GLAM2 Alphabets

Alphabet files

Alphabet files allow glam2 and glam2scan to operate on sequences over arbitrary, user-defined alphabets. They also allow residue abundances to be specified. Their format is inspired by that of vmatch. For examples, see robinson.alph and dna.alph in the GLAM2 examples directory.

Note: as soon as you specify an alphabet file, the glam2 programs lose all knowledge about residues' tendencies to align with each other. So, if you use an alphabet file to specify amino-acid or nucleotide abundances, you probably want to specify a Dirichlet mixture file too: recode3.20comp or glam_tfbs.1comp.

• INSTRUCTIONS FOR THE TASK
Please write out, word for word, the part of the passage on alphabet files that opens with the words containing "Alphabet files allow" and closes with "recode3.20comp or glam_tfbs.1comp.".

• Localization data, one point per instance
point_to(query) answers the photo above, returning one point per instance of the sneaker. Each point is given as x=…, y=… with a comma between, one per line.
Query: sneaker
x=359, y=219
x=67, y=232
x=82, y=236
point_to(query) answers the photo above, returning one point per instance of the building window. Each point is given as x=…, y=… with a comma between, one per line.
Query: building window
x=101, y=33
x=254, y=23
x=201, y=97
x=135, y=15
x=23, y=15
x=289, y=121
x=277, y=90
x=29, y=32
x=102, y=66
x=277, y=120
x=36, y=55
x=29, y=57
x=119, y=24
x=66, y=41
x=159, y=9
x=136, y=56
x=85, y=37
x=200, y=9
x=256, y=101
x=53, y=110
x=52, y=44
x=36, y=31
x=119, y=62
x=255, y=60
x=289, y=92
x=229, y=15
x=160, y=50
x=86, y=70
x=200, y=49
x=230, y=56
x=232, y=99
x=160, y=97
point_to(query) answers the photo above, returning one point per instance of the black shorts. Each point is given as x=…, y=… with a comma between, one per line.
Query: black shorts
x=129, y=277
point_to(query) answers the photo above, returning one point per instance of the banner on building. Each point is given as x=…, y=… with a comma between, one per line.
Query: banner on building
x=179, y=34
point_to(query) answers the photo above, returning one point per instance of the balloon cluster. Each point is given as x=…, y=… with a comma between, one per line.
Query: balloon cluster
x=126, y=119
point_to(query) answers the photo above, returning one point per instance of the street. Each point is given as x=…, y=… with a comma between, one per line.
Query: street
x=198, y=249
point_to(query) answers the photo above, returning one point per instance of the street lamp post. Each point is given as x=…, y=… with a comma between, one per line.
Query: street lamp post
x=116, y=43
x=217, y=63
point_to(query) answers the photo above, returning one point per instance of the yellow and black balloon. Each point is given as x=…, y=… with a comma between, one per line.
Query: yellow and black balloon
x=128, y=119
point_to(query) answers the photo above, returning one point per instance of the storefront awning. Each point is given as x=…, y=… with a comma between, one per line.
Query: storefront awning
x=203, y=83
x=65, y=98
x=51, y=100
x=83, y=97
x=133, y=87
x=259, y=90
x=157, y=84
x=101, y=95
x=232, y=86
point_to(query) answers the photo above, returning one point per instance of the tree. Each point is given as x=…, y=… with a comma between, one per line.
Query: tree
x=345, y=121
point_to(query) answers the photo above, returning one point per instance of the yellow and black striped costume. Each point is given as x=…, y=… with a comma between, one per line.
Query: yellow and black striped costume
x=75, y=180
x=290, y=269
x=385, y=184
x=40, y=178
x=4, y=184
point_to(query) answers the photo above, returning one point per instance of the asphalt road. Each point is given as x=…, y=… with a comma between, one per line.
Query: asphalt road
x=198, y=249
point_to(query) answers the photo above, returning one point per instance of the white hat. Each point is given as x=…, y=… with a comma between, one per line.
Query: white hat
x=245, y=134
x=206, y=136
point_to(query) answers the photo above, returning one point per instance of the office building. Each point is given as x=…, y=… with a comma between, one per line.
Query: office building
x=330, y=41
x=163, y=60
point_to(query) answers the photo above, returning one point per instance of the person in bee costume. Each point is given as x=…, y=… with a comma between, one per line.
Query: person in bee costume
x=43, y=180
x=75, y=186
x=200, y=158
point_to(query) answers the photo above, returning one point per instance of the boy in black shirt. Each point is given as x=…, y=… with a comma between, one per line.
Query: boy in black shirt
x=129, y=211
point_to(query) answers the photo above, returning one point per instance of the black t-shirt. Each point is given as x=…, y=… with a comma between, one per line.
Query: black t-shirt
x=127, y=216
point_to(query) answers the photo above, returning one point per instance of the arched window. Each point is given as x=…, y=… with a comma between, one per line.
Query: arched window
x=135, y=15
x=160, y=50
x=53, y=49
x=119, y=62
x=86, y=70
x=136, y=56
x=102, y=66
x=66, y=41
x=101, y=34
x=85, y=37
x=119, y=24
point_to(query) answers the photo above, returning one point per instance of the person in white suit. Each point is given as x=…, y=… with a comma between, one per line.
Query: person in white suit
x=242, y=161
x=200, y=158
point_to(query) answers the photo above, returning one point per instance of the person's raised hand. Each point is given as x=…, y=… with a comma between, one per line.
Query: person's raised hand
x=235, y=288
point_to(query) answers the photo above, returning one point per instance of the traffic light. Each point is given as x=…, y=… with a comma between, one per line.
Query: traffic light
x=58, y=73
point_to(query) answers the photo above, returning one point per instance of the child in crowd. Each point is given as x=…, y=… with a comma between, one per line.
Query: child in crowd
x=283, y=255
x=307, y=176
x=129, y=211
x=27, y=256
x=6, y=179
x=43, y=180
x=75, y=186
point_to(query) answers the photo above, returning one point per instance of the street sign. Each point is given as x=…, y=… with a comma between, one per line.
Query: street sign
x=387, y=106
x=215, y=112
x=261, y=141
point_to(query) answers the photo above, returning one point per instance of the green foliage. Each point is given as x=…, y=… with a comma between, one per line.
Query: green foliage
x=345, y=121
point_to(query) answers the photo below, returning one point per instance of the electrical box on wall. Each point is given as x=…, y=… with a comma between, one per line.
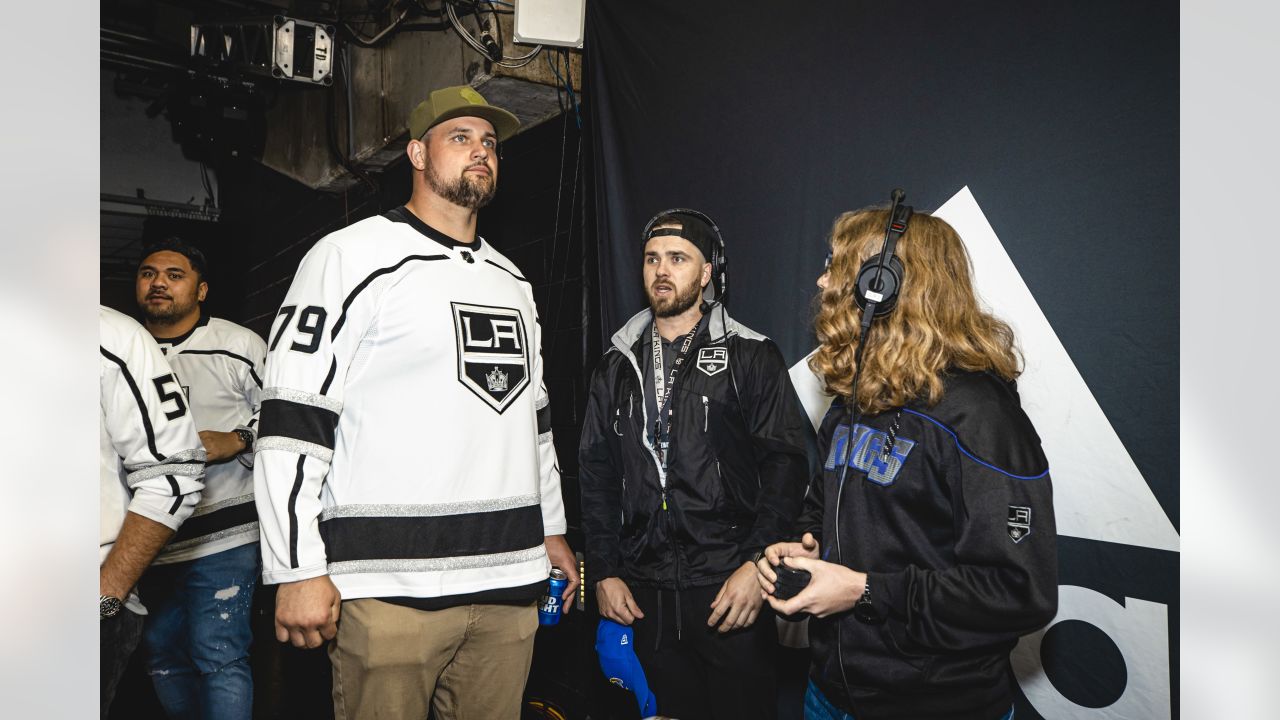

• THE ANSWER
Alphabet files allow glam2 and glam2scan to operate on sequences over arbitrary, user-defined alphabets. They also allow residue abundances to be specified. Their format is inspired by that of vmatch. For examples, see robinson.alph and dna.alph in the GLAM2 examples directory.

Note: as soon as you specify an alphabet file, the glam2 programs lose all knowledge about residues' tendencies to align with each other. So, if you use an alphabet file to specify amino-acid or nucleotide abundances, you probably want to specify a Dirichlet mixture file too: recode3.20comp or glam_tfbs.1comp.